* _Collection entries_:
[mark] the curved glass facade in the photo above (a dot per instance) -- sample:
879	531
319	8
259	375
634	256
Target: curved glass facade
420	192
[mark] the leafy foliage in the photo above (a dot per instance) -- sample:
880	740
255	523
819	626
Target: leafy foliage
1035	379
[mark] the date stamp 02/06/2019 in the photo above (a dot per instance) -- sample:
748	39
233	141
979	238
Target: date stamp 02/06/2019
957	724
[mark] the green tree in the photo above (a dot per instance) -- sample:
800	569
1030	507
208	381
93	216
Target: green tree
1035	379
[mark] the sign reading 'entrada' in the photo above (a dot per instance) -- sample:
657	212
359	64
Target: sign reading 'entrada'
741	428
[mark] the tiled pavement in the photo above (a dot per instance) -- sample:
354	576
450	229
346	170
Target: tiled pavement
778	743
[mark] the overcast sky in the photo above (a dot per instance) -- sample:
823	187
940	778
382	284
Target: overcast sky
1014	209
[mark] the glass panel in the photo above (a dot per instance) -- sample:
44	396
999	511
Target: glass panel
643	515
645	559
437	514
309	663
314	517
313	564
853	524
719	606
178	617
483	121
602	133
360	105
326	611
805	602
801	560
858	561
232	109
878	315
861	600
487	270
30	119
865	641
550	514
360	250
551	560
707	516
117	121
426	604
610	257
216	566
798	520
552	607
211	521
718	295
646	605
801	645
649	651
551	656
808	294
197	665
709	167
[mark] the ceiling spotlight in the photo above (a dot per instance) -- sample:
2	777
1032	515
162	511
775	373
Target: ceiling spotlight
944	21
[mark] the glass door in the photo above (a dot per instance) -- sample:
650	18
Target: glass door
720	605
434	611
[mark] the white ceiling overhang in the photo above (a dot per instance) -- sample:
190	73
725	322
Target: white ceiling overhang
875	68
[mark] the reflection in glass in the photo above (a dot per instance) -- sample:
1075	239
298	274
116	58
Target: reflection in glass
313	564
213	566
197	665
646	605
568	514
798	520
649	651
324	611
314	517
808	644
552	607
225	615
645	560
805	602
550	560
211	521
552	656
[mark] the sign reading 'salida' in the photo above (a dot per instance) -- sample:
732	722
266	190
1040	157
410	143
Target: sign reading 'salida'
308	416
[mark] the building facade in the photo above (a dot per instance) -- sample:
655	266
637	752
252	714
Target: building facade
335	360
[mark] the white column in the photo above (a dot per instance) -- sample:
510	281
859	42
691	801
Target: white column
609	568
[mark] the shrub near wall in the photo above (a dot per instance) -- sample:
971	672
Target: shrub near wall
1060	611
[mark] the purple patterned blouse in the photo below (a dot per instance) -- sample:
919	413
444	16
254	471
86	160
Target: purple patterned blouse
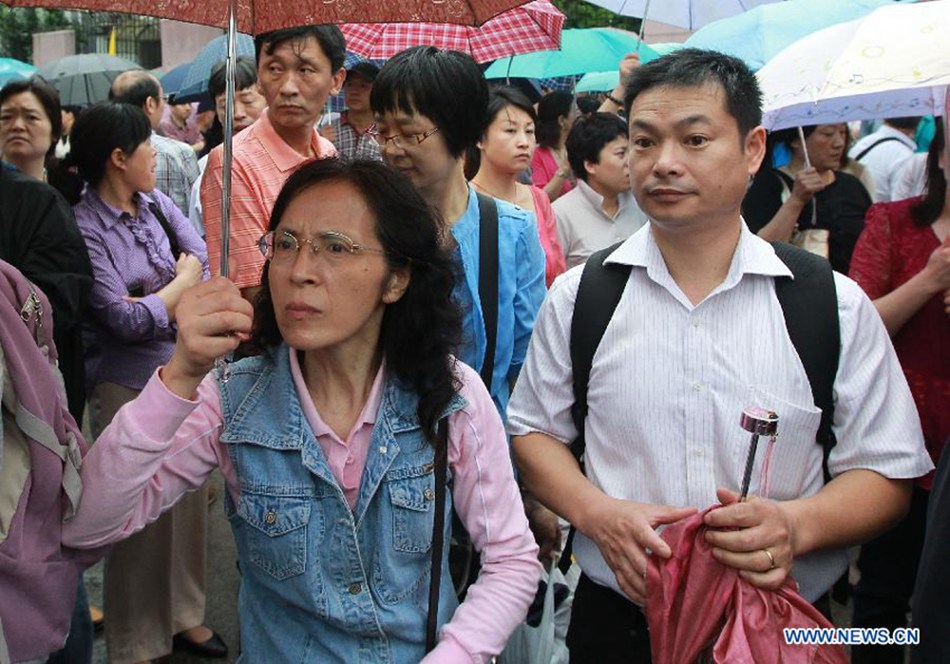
131	256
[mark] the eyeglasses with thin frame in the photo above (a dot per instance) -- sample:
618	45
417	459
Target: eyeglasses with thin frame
399	140
281	247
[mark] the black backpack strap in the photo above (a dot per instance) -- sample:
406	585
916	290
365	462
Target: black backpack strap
863	153
438	531
810	305
598	294
172	239
488	279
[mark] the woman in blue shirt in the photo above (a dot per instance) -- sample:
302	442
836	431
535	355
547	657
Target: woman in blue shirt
431	105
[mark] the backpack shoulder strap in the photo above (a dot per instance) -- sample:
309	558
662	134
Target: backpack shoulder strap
810	305
488	279
163	221
861	155
598	294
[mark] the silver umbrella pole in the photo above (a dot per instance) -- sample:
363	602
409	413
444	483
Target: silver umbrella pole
228	135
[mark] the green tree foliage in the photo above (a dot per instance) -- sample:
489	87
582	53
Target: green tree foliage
17	26
581	14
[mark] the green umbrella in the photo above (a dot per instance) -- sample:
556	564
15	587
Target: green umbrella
598	81
11	69
582	50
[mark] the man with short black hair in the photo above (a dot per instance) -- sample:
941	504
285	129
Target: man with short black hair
600	210
176	166
297	69
350	131
698	336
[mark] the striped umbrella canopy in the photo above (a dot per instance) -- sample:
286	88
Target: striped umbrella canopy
535	26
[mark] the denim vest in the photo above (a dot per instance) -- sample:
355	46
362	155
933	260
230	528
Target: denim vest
322	583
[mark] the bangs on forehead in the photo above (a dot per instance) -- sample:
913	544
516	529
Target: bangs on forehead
400	101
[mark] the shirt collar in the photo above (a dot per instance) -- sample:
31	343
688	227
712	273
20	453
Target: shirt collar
888	131
284	156
753	255
367	414
597	201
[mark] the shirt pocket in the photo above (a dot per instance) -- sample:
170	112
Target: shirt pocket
795	463
403	557
277	536
412	496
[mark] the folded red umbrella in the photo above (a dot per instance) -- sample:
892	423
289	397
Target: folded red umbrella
698	607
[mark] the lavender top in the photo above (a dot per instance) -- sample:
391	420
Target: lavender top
131	256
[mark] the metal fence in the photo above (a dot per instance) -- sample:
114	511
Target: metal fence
137	38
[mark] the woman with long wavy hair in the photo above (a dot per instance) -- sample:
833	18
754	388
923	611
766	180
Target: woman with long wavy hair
328	438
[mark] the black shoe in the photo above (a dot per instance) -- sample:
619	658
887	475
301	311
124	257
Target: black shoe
213	647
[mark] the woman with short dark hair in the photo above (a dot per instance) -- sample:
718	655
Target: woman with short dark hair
902	261
430	107
144	255
550	168
502	154
336	441
30	125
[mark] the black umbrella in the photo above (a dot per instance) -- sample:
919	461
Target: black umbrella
84	79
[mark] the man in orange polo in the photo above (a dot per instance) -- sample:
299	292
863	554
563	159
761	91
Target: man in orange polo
297	68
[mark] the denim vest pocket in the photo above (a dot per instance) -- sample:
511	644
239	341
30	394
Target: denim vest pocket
402	567
413	500
277	538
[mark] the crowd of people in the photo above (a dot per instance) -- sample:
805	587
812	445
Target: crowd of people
392	353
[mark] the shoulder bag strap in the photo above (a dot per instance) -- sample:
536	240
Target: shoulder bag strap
873	145
172	239
810	305
488	280
438	531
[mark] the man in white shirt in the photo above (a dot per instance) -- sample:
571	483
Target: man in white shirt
883	153
697	337
600	210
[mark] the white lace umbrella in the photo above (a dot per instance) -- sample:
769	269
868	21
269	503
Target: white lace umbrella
894	62
689	14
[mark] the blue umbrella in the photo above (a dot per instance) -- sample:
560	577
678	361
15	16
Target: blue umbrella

* _Task details_:
Retype the records above, but only those lines that fall between the line containing "[mark] the white ceiling" and the line containing "[mark] the shrub", with both of those lines included, exactly as written.

* _Response to this exercise_:
[mark] the white ceiling overhang in the photo above (a dot per instance) -- sample:
190	73
725	322
Target: white ceiling overhang
875	68
[mark] the reflection in glass in the photo above (a dot per instance) -- sample:
1075	239
298	274
116	58
Target: reflection in glass
313	564
213	566
197	665
646	605
568	514
798	520
649	651
324	611
314	517
808	644
552	607
225	615
645	560
805	602
550	560
211	521
552	656
[mark] the sign reading 'salida' in the photo above (a dot per instance) -- sample:
732	722
266	190
1040	157
410	143
Target: sign reading 'salida'
308	416
[mark] the building facade in the photo above (a dot per instance) -- sample:
655	266
637	752
252	714
Target: building facade
335	360
[mark] the white column in the photo above (a dot per instance) -- sample:
510	281
859	42
691	801
Target: white column
609	568
[mark] the shrub near wall in the photo above (a dot per instance) -- sample:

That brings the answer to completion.